16 Dic2014
Ivan il terribile di Prokofiev a Santa Cecilia
Ivan il terribile di Prokofiev a Santa Cecilia
Inserito nel quadro della stagione sinfonica 2014/15 dell’Accademia Nazionale di Santa Cecilia si è svolto a Roma dal 10 al 15 dicembre scorsi il Festival Prokofieff che ha visto come protagonista assoluto il Maestro Valery Gergiev alla guida della sua formidabile falange orchestrale del Teatro Marinskij Kirov di San Pietroburgo e dell’Orchestra dell’Accademia Nazionale di Santa Cecilia. I primi tre concerti hanno impegnato l’Orchestra del Teatro Marinskij nell’esecuzione dell’integrale delle sinfonie del compositore russo oltre che del suo “Concerto per violino n. 2 in sol minore op. 63” con il solista Leonidas Kavakos.
Il concerto conclusivo vede invece l’Orchestra dell’Accademia Nazionale di Santa Cecilia diretta dal Maestro Gergiev in un suggestivo programma che include l’“Ouverture Russa”, il “Concerto per violino n. 1 in re maggiore op. 19” sempre con il solista Leonidas Kavakos e l’oratorio “Ivan il Terribile” op. 116 per voce recitante, soli, coro, coro di voci bianche e orchestra basato sulle musiche composte per film in due parti realizzato tra il 1943 e il 1945 da Sergeij Eizenstein (1898 – 1948) negli Studi della Mosfilm, trasferiti durante il conflitto mondiale nella città kazaka di Alma Ata.
Già eseguito in precedenti stagioni dell’Accademia, in particolare con i maestri Riccardo Muti (1976), Neeme Jaervi (1993) e Jurij Temirkanov (2008), l’oratorio “Ivan il Terribile” è una cantata postuma che comprende dai 20 ai 25 brani, realizzata non dallo stesso Prokofieff ma successivamente alla sua morte, nel 1962 dal musicologo, suo amico e collaboratore Abram Stasevich che aveva tra l’altro diretto l’orchestra nella colonna sonora originale del film. Nella sua compilazione Stasevich altera inevitabilmente la partitura originale non seguendo lo svolgimento episodico del film, con l’introduzione di parti recitate e apportando alcuni cambiamenti nell’orchestrazione e nelle linee strumentali, riuscendo comunque a conferire organicità strutturale e architettonica e ad assicurare nell’insieme un’appassionante esperienza di ascolto.
In alcune esecuzioni gli interventi narrativi vengono omessi come nel caso della registrazione discografica del Maestro Gergiev, pubblicato dalla Philips nel 1997 e da noi già redatta su queste pagine (leggi recensione).
D’altro canto sarebbe molto interessante se l’Accademia Nazionale di Santa Cecilia in un prossimo futuro arrivasse a programmare l’esecuzione integrale della partitura originale ricostruita sulla base dei manoscritti del compositore conservati al Museo Glinka e all’Archivio di Stato Russo per l’arte e la letteratura a Mosca e edita nel 1997 dalla casa musicale Sikorski di Amburgo.

_Compito richiesto 1_
Traduci in inglese questa frase dell'articolo sul Festival Prokofieff a Santa Cecilia: «I primi tre concerti hanno impegnato l’Orchestra del Teatro Marinskij nell’esecuzione dell’integrale delle sinfonie del compositore russo oltre che del suo “Concerto per violino n. 2 in sol minore op. 63” con il solista Leonidas Kavakos.»
_Compito richiesto 2_
Riprendi l'articolo sul Festival Prokofieff a Santa Cecilia e prosegui la scrittura dopo la sua ultima frase.

_Materiale di riferimento_
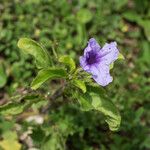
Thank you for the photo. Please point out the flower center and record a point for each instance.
(92, 57)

_Soluzione proposta 1_
The first three concerts engaged the Marinskij Theater Orchestra in performing the complete symphonies of the Russian composer, as well as his "Violin Concerto No. 2 in G minor, Op. 63," with soloist Leonidas Kavakos.

_Soluzione proposta 2_
La partitura originale contiene brani poi omessi nella stesura finale come “La morte di Glinskaya” ma soprattutto i brani tratti dalla musica corale liturgica ortodossa (znameni) come ad esempio il Kyrie con cui ha inizio il film. Eizenstein e Prokofieff hanno più volte sottolineato l’importanza dei corali ortodossi, alcuni dei quali aggiunti nella colonna sonora senza notazione, che in effetti proiettano il film in una più profonda dimensione intellettuale e spirituale.
Una cosa è comunque certa. Con Ivan il Terribile siamo in presenza di uno dei maggiori esiti nella storia dell’ottava arte, dove immagine e musica si intessono in un incontro sbalorditivo.
Ivan il Terribile è un film sul potere, politico e religioso, e sulla sua fatale degenerazione nelle mani degli uomini.
Il lavoro strettamente legato agli eventi russo-sovietici degli anni Quaranta presenta un carattere complesso, ambiguo ed enigmatico, una struttura del movimento fortemente geometrica dove prendono forma le apparizioni quasi mascherate del protagonista che assumono una spiccata valenza pittorica negli evidenti rimandi ai dipinti di El Greco.
Con questo lavoro Eizenstein attenua i virtuosismi propri della tecnica di montaggio che hanno caratterizzato la sua vita artistica per tratteggiare la figura dello Zar Ivan con avvincente pathos e un’estetica più classicheggiante dal taglio espressionista e teatrale proprio del cinema muto.
In perfetta simbiosi artistica e spirituale Prokofieff risponde in modo superlativo al concetto visivo del regista lettone e confeziona un imponente affresco sonoro in una scrittura che illumina ogni dettaglio dell’immagine, atmosferica ma mai meramente esornativa, incisiva ma mai prevaricatrice, perfettamente montata pur nella precarietà dei mezzi tecnici all’epoca disponibili.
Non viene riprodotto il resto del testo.